**Text to read**:
• • • • •
Thursday, June 12, 2008

When your mind goes into overdrive...


First of all, because I forgot to mention, Richard Blais did not win Top Chef, but the other chef I liked, Stephanie, did.


There are many things I put a lot of thought into. While others may not think they're important, somewhere in the depths of my mind they are important to me. Permis-moi to elaborate a little. That does not mean I "worry" about things that others think aren't important. "Worrying" is different than "thinking" due to its negative connotation.

Last night I attempted nearly 24 hours of my life into a 45-minute conversation. Oh I can almost guarantee that was disasterous with discussions about IBM PS/1, Dot Matrix printers, my uncanny ability to remember minute details, AOL and their "free 10 hours" when they first came out, my first online chat (about the Yankees), how I must have had a bad dream or a good dream the night before, etc. Can you see how my mind works? Probably not - but, in some form or another, all of that ties together.

So here we have today. The first part of my day here at work was 'Hands-On' with me being queen of a torque wrench. "Jugs" was so not allowed to play with the wrench after nearly taking off our toes with the end we were using. Okay, well, that lasted for two hours. Then what?

It's 2:17, and I can only think of two productive things I've done. I'm trying to find stuff to do, but it's not working. Leaving my mind to its own devices is incredibly dangerous. So I start drawing a paintbrush drawing to send off as another comic. Okay - I guess that makes 2-1/2 productive things accomplished.

But uh oh, what do we have here? An afternoon of self-reflection. Well I remember what happened the last time I did that.
• • • • •
**Provided data**:
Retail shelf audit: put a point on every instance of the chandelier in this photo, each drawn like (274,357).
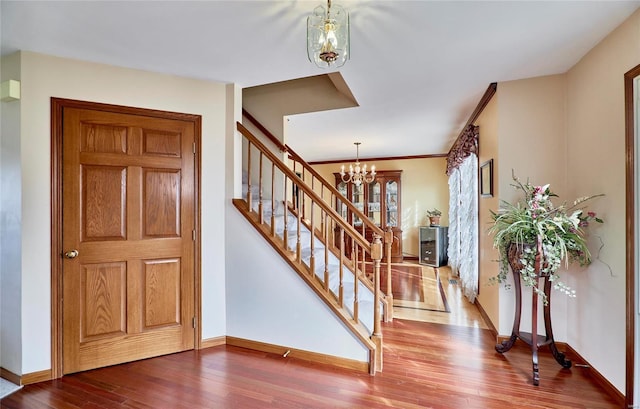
• • • • •
**Do this**: Please carry on the blog post about a mind in overdrive, picking up right after its closing line about an afternoon of self-reflection.

**Expected answer**:
This past Monday afternoon. I decide to go for an extended hike. I pack water. I pack my camera, my cell phone, and my pack with a small hand towel and sunscreen. What I didn't pack was my self-confidence, was my internal strength, and was my ability to completely clear my head and just go. I forgot to pack those. So halfway up one trail, my mind has already started working. It's officially in overdrive. I lose my concentration and my focus to continue hiking the triple starred, highlighted in red, marked "extremely strenuous" mountain trail, and am forced to turn around for the lack of wanting to slip, lose footing, and end up in an awful predicament. I get down to the trailhead again and decide to take a more leisurely stroll marked "somewhat strenuous." I have taken out my water bottle and sipped, and then I get a gnawing feeling in the pit of my stomach as I think about some things. I suddenly feel nauseated and can't tell if it's from that feeling or from early onset of heat complications. I am forced, again to turn around, this time, my mirrored lenses of my sunglasses hide my tear-flooded eyes as I hike back down the second trail and call it a wash for the day.

I smile as a slender and athletic mother walks up to me donned in an external frame backpack/child carrier with her small child on her back, and her senior citizen Jack Russell by her side. "Excuse me, can you help me for a second?"

"Sure."
"Can you get the plastic bowl out of my backpack for me for my dog?"
"This part here?"
"Yeah, thanks."
The child looks at me and smiles.
"I don't think that water fountain works though," I inform her looking at her dog.
"Are you serious?"
"Yeah, but I have some bottled water he can have."
"Are you sure?"
"I'm done."
"Oh that'd be wonderful."
She holds the little blue bowl as I pour in cool filtered water for the eleven year old Jack Russell Terrier still alive and kicking it strong.
For some reason, the pit in my stomach started to wear off slightly as I walked away and heard a "THANK YOU SO MUCH!" called out to me. I couldn't turn around, I was still crying. I just shouted back, "YOU'RE WELCOME!" and waved my hand in the air.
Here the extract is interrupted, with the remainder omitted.